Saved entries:
····················

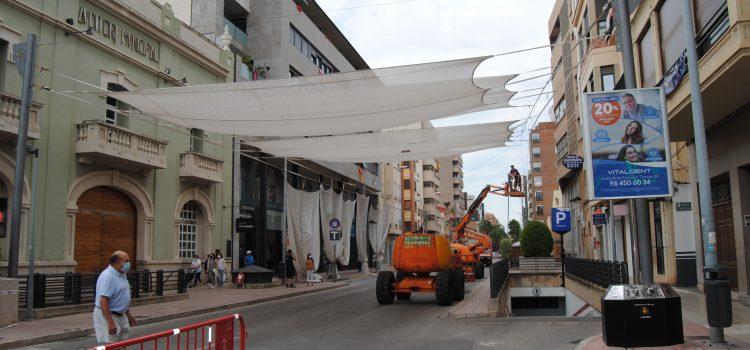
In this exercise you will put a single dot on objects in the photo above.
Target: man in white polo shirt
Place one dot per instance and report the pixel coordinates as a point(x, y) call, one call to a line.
point(112, 318)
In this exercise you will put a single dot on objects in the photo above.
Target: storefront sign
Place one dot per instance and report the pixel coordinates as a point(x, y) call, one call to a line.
point(244, 224)
point(573, 161)
point(119, 36)
point(600, 219)
point(683, 206)
point(627, 144)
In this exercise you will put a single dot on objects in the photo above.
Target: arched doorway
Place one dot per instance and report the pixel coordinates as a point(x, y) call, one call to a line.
point(106, 221)
point(189, 231)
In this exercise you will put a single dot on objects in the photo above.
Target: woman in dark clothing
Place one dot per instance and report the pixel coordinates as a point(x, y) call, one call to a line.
point(291, 272)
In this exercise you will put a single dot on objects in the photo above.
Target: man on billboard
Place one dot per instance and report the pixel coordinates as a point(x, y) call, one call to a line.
point(636, 111)
point(627, 144)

····················

WORK TO COMPLETE
Would you mind returning each entry above word for word, skipping the images?

RESULT OF THIS TASK
In this exercise you will put a single dot on objects in the photo above.
Target: man in white polo shirt
Place one dot per instance and report the pixel coordinates as a point(x, y) call, one call to a line.
point(112, 318)
In this exercise you will put a single dot on objects in the photo above.
Target: storefront sign
Place one dot per instance and report the pixel coordinates as a point(x, y) call, one call to a line.
point(244, 224)
point(573, 161)
point(119, 36)
point(600, 219)
point(683, 206)
point(627, 144)
In this exercise you will put a single dot on objects in the photo above.
Target: arched doorway
Place one dot per instance and report the pixel coordinates as a point(x, y) call, one call to a line.
point(106, 221)
point(189, 231)
In this exercise you will put a single dot on objects in the photo above.
Target: woman in dark clothing
Place one dot per instance and report the pixel coordinates as a point(x, y) call, one call to a line.
point(291, 272)
In this exercise you will put a single dot on objects in the photo above.
Target: man on billboard
Place one dot per instance and report the pixel coordinates as a point(x, y) call, one call to a line.
point(636, 111)
point(627, 144)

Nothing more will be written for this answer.